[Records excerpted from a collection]

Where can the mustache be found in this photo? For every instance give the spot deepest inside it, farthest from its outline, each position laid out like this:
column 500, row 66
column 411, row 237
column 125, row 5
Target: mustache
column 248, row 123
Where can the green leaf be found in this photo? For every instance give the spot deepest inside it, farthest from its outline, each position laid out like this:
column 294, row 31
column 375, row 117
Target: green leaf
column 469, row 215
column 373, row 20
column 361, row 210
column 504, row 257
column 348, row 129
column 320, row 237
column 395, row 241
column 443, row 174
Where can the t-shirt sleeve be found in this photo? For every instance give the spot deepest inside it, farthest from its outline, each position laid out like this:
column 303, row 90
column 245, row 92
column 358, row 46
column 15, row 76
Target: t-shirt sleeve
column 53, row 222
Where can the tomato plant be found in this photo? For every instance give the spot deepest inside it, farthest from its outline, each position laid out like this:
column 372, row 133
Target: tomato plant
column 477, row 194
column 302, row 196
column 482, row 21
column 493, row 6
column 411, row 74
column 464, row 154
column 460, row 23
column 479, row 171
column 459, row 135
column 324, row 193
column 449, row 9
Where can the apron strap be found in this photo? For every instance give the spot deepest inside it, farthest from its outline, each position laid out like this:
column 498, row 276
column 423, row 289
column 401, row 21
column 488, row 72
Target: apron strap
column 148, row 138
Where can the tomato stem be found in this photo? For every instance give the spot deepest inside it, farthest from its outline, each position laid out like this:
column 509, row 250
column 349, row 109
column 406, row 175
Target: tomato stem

• REQUIRED WORK
In the entries, find the line containing "column 372, row 133" and output it and all remaining lines exactly.

• RESULT OF THE EXERCISE
column 372, row 133
Target: tomato plant
column 477, row 194
column 302, row 196
column 482, row 21
column 493, row 6
column 411, row 74
column 464, row 154
column 460, row 23
column 479, row 171
column 459, row 135
column 324, row 193
column 449, row 9
Where can the apron strap be found in this photo? For every instance give the spot deepest inside it, farthest from its outline, each position laid out like this:
column 498, row 276
column 423, row 289
column 401, row 21
column 488, row 72
Target: apron strap
column 148, row 138
Where can the tomato stem be found in this photo? For every instance give the spot deepest inside it, farthest from its outline, each position laid out like this:
column 509, row 250
column 349, row 109
column 406, row 175
Target: tomato stem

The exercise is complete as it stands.